(Dataset items)
--- START ---
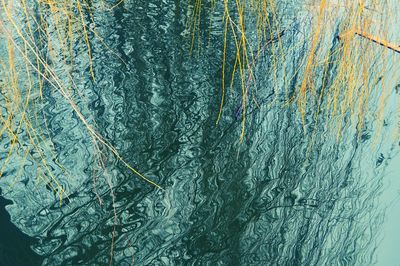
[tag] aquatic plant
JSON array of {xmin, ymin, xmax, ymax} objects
[
  {"xmin": 0, "ymin": 0, "xmax": 398, "ymax": 265},
  {"xmin": 188, "ymin": 0, "xmax": 399, "ymax": 141}
]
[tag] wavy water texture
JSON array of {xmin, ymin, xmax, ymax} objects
[{"xmin": 0, "ymin": 0, "xmax": 398, "ymax": 265}]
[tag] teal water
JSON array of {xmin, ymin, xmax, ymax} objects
[{"xmin": 0, "ymin": 0, "xmax": 398, "ymax": 265}]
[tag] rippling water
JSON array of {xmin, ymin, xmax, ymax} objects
[{"xmin": 0, "ymin": 0, "xmax": 395, "ymax": 265}]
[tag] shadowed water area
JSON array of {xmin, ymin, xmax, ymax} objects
[{"xmin": 0, "ymin": 0, "xmax": 398, "ymax": 266}]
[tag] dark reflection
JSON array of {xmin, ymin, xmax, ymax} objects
[{"xmin": 0, "ymin": 190, "xmax": 43, "ymax": 266}]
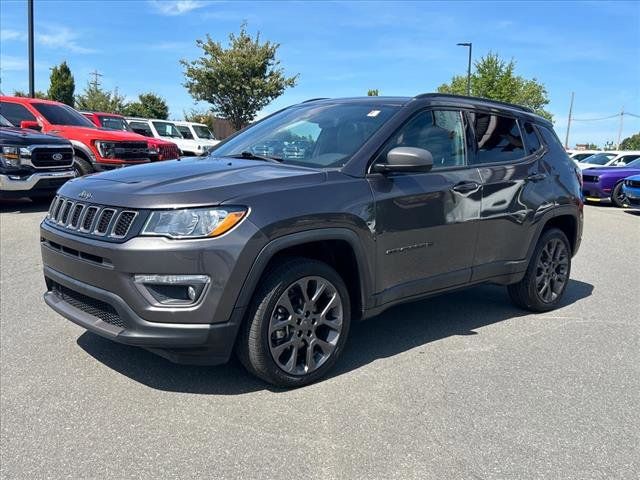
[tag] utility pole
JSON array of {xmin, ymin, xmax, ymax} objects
[
  {"xmin": 564, "ymin": 92, "xmax": 575, "ymax": 150},
  {"xmin": 616, "ymin": 106, "xmax": 624, "ymax": 150},
  {"xmin": 89, "ymin": 70, "xmax": 102, "ymax": 90},
  {"xmin": 27, "ymin": 0, "xmax": 36, "ymax": 98},
  {"xmin": 456, "ymin": 42, "xmax": 473, "ymax": 97}
]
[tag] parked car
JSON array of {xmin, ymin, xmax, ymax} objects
[
  {"xmin": 173, "ymin": 121, "xmax": 220, "ymax": 151},
  {"xmin": 567, "ymin": 150, "xmax": 616, "ymax": 162},
  {"xmin": 40, "ymin": 94, "xmax": 583, "ymax": 387},
  {"xmin": 80, "ymin": 112, "xmax": 180, "ymax": 162},
  {"xmin": 126, "ymin": 117, "xmax": 211, "ymax": 157},
  {"xmin": 0, "ymin": 115, "xmax": 75, "ymax": 199},
  {"xmin": 622, "ymin": 175, "xmax": 640, "ymax": 207},
  {"xmin": 582, "ymin": 158, "xmax": 640, "ymax": 207},
  {"xmin": 578, "ymin": 150, "xmax": 640, "ymax": 170},
  {"xmin": 0, "ymin": 96, "xmax": 150, "ymax": 176}
]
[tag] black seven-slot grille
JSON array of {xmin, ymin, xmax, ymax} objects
[
  {"xmin": 51, "ymin": 282, "xmax": 125, "ymax": 328},
  {"xmin": 47, "ymin": 196, "xmax": 138, "ymax": 239}
]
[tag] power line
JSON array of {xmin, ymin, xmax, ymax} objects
[{"xmin": 571, "ymin": 112, "xmax": 640, "ymax": 122}]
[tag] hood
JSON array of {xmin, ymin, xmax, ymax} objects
[
  {"xmin": 0, "ymin": 127, "xmax": 71, "ymax": 146},
  {"xmin": 59, "ymin": 157, "xmax": 326, "ymax": 208},
  {"xmin": 49, "ymin": 125, "xmax": 148, "ymax": 142},
  {"xmin": 585, "ymin": 167, "xmax": 640, "ymax": 178}
]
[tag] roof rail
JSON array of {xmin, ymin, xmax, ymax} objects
[
  {"xmin": 300, "ymin": 97, "xmax": 329, "ymax": 103},
  {"xmin": 414, "ymin": 93, "xmax": 535, "ymax": 113}
]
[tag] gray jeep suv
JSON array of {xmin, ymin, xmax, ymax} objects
[{"xmin": 40, "ymin": 94, "xmax": 582, "ymax": 387}]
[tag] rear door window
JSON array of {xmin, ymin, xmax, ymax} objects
[
  {"xmin": 0, "ymin": 102, "xmax": 36, "ymax": 127},
  {"xmin": 470, "ymin": 112, "xmax": 526, "ymax": 164},
  {"xmin": 129, "ymin": 122, "xmax": 153, "ymax": 137},
  {"xmin": 522, "ymin": 122, "xmax": 541, "ymax": 155}
]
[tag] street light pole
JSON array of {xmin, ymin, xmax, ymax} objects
[
  {"xmin": 457, "ymin": 42, "xmax": 473, "ymax": 96},
  {"xmin": 27, "ymin": 0, "xmax": 36, "ymax": 98}
]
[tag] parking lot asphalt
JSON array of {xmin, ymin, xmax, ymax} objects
[{"xmin": 0, "ymin": 197, "xmax": 640, "ymax": 479}]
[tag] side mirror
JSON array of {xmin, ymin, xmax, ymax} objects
[
  {"xmin": 373, "ymin": 147, "xmax": 433, "ymax": 173},
  {"xmin": 20, "ymin": 120, "xmax": 42, "ymax": 131}
]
--- END ---
→ **Given task**: Please turn the listing above into a JSON array of strings, one string per line and no strings for blank lines. Omit the picture lines.

→ **Reply to the task**:
[
  "[tag] aquatic plant",
  "JSON array of {xmin, ymin, xmax, ymax} objects",
  "[",
  "  {\"xmin\": 0, \"ymin\": 0, \"xmax\": 398, \"ymax\": 265},",
  "  {\"xmin\": 188, \"ymin\": 0, \"xmax\": 399, \"ymax\": 141}",
  "]",
  "[tag] wavy water texture",
  "JSON array of {xmin, ymin, xmax, ymax} objects",
  "[{\"xmin\": 0, \"ymin\": 0, \"xmax\": 398, \"ymax\": 265}]",
  "[tag] teal water",
  "JSON array of {xmin, ymin, xmax, ymax} objects",
  "[{\"xmin\": 0, \"ymin\": 0, \"xmax\": 398, \"ymax\": 265}]",
  "[tag] rippling water",
  "JSON array of {xmin, ymin, xmax, ymax} objects",
  "[{\"xmin\": 0, \"ymin\": 0, \"xmax\": 395, \"ymax\": 265}]",
  "[tag] shadowed water area",
  "JSON array of {xmin, ymin, xmax, ymax} objects",
  "[{\"xmin\": 0, \"ymin\": 0, \"xmax\": 398, \"ymax\": 266}]",
  "[tag] dark reflection",
  "JSON array of {xmin, ymin, xmax, ymax} objects",
  "[{\"xmin\": 0, \"ymin\": 190, \"xmax\": 43, \"ymax\": 266}]",
  "[tag] utility pole",
  "JSON array of {xmin, ymin, xmax, ymax} objects",
  "[",
  "  {\"xmin\": 564, \"ymin\": 92, \"xmax\": 575, \"ymax\": 150},",
  "  {\"xmin\": 616, \"ymin\": 106, \"xmax\": 624, \"ymax\": 150},",
  "  {\"xmin\": 89, \"ymin\": 70, \"xmax\": 102, \"ymax\": 90},",
  "  {\"xmin\": 27, \"ymin\": 0, \"xmax\": 36, \"ymax\": 98},",
  "  {\"xmin\": 456, \"ymin\": 42, \"xmax\": 473, \"ymax\": 97}",
  "]",
  "[tag] parked car",
  "JSON array of {xmin, ymin, xmax, ymax} objects",
  "[",
  "  {\"xmin\": 173, \"ymin\": 121, \"xmax\": 220, \"ymax\": 151},",
  "  {\"xmin\": 567, \"ymin\": 150, \"xmax\": 616, \"ymax\": 162},",
  "  {\"xmin\": 40, \"ymin\": 94, \"xmax\": 583, \"ymax\": 387},",
  "  {\"xmin\": 80, \"ymin\": 112, \"xmax\": 180, \"ymax\": 162},",
  "  {\"xmin\": 126, \"ymin\": 117, \"xmax\": 211, \"ymax\": 157},",
  "  {\"xmin\": 0, \"ymin\": 115, \"xmax\": 75, \"ymax\": 199},",
  "  {\"xmin\": 622, \"ymin\": 175, \"xmax\": 640, \"ymax\": 207},",
  "  {\"xmin\": 582, \"ymin\": 158, \"xmax\": 640, \"ymax\": 207},",
  "  {\"xmin\": 578, \"ymin\": 150, \"xmax\": 640, \"ymax\": 170},",
  "  {\"xmin\": 0, \"ymin\": 96, \"xmax\": 150, \"ymax\": 176}",
  "]",
  "[tag] black seven-slot grille",
  "JSON array of {xmin, ymin, xmax, ymax} objects",
  "[",
  "  {\"xmin\": 51, \"ymin\": 282, \"xmax\": 125, \"ymax\": 328},",
  "  {\"xmin\": 47, \"ymin\": 196, \"xmax\": 138, \"ymax\": 239}",
  "]",
  "[tag] power line",
  "JSON array of {xmin, ymin, xmax, ymax} objects",
  "[{\"xmin\": 571, \"ymin\": 112, \"xmax\": 640, \"ymax\": 122}]",
  "[tag] hood",
  "JSON array of {xmin, ymin, xmax, ymax} objects",
  "[",
  "  {\"xmin\": 0, \"ymin\": 127, \"xmax\": 71, \"ymax\": 146},",
  "  {\"xmin\": 59, \"ymin\": 157, \"xmax\": 326, \"ymax\": 208},",
  "  {\"xmin\": 49, \"ymin\": 125, \"xmax\": 148, \"ymax\": 142},",
  "  {\"xmin\": 585, \"ymin\": 167, \"xmax\": 640, \"ymax\": 178}",
  "]",
  "[tag] roof rail",
  "JSON array of {xmin, ymin, xmax, ymax} objects",
  "[",
  "  {\"xmin\": 300, \"ymin\": 97, \"xmax\": 329, \"ymax\": 103},",
  "  {\"xmin\": 414, \"ymin\": 93, \"xmax\": 535, \"ymax\": 113}",
  "]",
  "[tag] gray jeep suv",
  "JSON array of {xmin, ymin, xmax, ymax} objects",
  "[{\"xmin\": 40, \"ymin\": 94, \"xmax\": 582, \"ymax\": 387}]",
  "[tag] rear door window",
  "JSON array of {xmin, ymin, xmax, ymax} objects",
  "[",
  "  {\"xmin\": 0, \"ymin\": 102, \"xmax\": 36, \"ymax\": 127},",
  "  {\"xmin\": 470, \"ymin\": 112, \"xmax\": 526, \"ymax\": 164},",
  "  {\"xmin\": 129, \"ymin\": 122, \"xmax\": 153, \"ymax\": 137},",
  "  {\"xmin\": 522, \"ymin\": 122, \"xmax\": 541, \"ymax\": 155}",
  "]",
  "[tag] street light pole",
  "JSON array of {xmin, ymin, xmax, ymax} objects",
  "[",
  "  {\"xmin\": 457, \"ymin\": 42, \"xmax\": 473, \"ymax\": 96},",
  "  {\"xmin\": 27, \"ymin\": 0, \"xmax\": 36, \"ymax\": 98}",
  "]",
  "[tag] parking lot asphalt",
  "JSON array of {xmin, ymin, xmax, ymax} objects",
  "[{\"xmin\": 0, \"ymin\": 197, \"xmax\": 640, \"ymax\": 479}]",
  "[tag] side mirror",
  "JSON array of {xmin, ymin, xmax, ymax} objects",
  "[",
  "  {\"xmin\": 373, \"ymin\": 147, \"xmax\": 433, \"ymax\": 173},",
  "  {\"xmin\": 20, \"ymin\": 120, \"xmax\": 42, \"ymax\": 131}",
  "]"
]